[Opening MATERIAL FOR THIS EXERCISE section]
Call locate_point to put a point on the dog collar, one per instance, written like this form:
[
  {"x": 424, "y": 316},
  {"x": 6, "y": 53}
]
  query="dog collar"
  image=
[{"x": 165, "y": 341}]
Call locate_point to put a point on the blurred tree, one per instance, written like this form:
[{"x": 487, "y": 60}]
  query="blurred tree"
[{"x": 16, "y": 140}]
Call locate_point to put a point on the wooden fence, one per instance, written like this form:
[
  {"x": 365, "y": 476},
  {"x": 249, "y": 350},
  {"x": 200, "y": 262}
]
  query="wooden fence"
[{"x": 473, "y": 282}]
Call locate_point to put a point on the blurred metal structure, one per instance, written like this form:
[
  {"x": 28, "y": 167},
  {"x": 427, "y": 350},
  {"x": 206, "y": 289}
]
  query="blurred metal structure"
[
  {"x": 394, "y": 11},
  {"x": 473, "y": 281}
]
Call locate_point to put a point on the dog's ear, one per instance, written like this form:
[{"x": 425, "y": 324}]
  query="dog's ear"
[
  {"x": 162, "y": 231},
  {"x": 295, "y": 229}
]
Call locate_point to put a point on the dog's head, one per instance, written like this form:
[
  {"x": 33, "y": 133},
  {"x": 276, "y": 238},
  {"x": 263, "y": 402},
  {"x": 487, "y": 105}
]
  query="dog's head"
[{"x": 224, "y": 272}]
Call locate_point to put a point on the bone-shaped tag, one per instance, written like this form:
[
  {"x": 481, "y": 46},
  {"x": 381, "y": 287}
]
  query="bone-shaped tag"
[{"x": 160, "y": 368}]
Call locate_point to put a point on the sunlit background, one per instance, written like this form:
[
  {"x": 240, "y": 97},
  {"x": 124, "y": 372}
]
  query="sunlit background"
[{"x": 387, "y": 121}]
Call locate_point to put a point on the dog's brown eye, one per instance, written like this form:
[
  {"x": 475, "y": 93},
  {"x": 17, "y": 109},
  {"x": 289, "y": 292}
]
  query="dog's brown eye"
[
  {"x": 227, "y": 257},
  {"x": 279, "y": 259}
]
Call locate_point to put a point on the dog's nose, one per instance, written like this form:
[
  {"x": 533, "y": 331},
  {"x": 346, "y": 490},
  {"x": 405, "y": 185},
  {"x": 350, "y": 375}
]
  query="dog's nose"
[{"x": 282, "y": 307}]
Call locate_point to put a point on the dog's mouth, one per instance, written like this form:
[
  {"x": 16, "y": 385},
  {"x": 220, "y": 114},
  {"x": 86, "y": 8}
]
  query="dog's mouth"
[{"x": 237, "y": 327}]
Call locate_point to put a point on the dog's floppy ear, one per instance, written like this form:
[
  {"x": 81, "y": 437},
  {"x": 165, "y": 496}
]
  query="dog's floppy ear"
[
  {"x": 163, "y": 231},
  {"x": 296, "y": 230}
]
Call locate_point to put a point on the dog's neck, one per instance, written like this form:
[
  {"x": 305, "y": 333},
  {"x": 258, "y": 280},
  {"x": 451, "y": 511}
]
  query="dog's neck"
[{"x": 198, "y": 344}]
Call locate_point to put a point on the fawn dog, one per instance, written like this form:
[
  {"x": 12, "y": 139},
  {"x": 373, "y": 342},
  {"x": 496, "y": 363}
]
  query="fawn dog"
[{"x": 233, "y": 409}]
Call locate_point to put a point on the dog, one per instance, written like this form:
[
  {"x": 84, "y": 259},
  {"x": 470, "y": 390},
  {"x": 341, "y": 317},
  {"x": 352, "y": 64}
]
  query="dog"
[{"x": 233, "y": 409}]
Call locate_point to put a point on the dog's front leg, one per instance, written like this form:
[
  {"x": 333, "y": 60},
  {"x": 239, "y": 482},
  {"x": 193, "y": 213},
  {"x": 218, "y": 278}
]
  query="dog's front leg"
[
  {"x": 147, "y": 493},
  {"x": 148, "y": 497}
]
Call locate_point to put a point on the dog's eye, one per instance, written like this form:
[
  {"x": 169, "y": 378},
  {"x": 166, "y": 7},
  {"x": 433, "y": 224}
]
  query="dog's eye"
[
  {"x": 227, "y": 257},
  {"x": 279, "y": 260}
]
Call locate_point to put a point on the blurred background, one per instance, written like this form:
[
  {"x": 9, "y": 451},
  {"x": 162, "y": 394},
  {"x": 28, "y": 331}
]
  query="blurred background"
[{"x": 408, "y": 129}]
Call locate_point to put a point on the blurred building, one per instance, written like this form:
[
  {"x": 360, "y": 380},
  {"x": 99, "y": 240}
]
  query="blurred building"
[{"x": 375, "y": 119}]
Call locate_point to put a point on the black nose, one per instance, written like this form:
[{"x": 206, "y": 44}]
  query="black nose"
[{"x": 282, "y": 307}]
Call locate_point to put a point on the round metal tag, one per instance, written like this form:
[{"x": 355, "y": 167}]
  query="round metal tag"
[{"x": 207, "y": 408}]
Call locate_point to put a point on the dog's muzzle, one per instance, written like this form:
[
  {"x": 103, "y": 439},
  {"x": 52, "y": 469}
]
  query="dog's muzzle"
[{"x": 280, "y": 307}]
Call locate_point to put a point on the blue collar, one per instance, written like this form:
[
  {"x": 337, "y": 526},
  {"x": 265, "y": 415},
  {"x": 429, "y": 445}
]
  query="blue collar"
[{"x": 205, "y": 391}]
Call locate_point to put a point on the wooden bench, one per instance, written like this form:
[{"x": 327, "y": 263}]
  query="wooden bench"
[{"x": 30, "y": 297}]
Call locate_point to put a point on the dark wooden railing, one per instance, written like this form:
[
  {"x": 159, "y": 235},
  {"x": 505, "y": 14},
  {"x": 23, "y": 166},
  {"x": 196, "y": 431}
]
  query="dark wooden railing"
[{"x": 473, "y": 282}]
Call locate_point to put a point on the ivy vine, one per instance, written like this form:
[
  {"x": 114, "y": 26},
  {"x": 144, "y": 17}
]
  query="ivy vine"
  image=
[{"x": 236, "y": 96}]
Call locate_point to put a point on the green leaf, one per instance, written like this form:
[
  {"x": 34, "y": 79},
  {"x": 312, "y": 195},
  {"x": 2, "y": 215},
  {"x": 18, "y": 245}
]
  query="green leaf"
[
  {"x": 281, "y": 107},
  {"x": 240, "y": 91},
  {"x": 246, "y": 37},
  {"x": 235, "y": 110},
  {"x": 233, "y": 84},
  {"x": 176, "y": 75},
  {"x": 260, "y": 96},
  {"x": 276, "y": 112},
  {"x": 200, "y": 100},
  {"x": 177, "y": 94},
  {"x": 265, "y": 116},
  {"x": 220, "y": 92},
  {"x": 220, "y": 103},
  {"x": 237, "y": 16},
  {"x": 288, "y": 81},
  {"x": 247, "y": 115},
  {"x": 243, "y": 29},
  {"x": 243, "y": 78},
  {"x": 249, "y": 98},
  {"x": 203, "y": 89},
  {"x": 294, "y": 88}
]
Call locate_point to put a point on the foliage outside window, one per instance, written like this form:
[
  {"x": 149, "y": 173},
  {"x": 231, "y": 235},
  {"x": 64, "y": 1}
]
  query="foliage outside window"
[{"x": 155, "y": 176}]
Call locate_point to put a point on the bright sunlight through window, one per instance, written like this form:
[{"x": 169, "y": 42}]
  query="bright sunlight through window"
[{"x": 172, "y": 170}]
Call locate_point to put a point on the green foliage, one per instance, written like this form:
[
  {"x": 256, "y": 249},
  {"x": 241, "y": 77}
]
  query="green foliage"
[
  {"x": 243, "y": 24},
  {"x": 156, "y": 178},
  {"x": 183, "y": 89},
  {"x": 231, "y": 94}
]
[Closing MATERIAL FOR THIS EXERCISE section]
TASK TO CARRY OUT
Read through the lines above and collect those that contain the string "vine".

WRITTEN ANSWER
Call locate_point to put a point on the ivy vine, one per instance, written like this form:
  query="ivy vine"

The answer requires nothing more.